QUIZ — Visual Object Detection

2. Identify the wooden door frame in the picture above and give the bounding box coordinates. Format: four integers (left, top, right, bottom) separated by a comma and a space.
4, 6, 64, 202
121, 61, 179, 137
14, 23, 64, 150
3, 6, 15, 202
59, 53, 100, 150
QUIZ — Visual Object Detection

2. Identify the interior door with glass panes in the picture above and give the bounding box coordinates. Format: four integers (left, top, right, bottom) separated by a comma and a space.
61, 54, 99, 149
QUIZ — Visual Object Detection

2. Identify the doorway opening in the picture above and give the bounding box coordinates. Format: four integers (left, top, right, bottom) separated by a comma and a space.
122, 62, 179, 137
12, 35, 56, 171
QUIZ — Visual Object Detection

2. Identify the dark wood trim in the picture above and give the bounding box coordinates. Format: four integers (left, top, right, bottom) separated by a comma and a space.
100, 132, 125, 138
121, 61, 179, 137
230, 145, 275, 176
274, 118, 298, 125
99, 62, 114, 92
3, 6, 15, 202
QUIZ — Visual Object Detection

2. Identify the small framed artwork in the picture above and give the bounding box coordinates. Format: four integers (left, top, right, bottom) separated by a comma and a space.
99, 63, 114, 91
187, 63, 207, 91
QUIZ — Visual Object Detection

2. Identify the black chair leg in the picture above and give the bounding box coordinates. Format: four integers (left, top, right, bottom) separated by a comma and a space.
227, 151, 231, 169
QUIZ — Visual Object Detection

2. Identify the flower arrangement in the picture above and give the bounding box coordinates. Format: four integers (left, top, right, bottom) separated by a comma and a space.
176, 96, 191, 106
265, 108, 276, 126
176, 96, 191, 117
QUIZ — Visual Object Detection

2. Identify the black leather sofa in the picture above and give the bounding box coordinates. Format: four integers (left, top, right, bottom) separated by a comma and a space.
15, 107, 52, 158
* * * *
The exercise: Shift every coordinate in the answers up by 102 and write out again every line from the start of the records through the line containing "59, 53, 100, 150", inclusive.

Exercise answer:
QUIZ — Visual Object Detection

2. Identify the wooden door frame in the picture above and give the bounding box coordinates. Format: four integers (left, top, right, bottom) separated by a comma and a space.
106, 108, 166, 304
223, 163, 281, 239
116, 125, 166, 252
105, 108, 117, 304
161, 155, 202, 252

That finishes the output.